# PROBLEM TO SOLVE
All entries below must be written out verbatim, and the images must be dropped.

(Stored dataset items)
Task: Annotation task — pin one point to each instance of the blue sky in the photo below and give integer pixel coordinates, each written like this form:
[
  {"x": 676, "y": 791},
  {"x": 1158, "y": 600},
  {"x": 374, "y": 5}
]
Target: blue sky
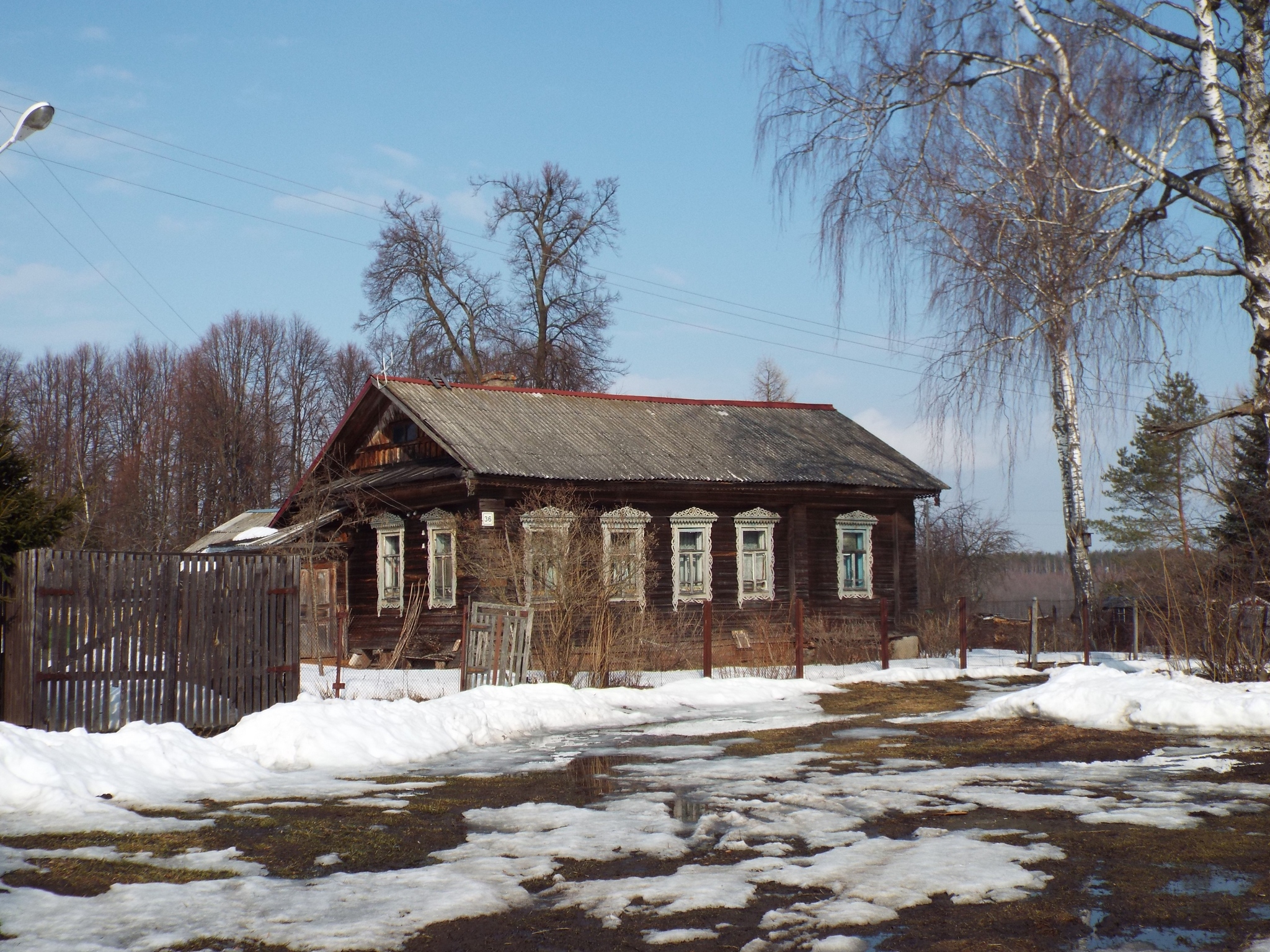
[{"x": 383, "y": 97}]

# OUTPUT OF THE EXERCISE
Task: Annotation task — pin one point to each instance of the blue sky in the photo below and give integer pixel coordinates, each written like this form:
[
  {"x": 676, "y": 791},
  {"x": 1158, "y": 600},
  {"x": 374, "y": 5}
]
Target: blue sky
[{"x": 383, "y": 97}]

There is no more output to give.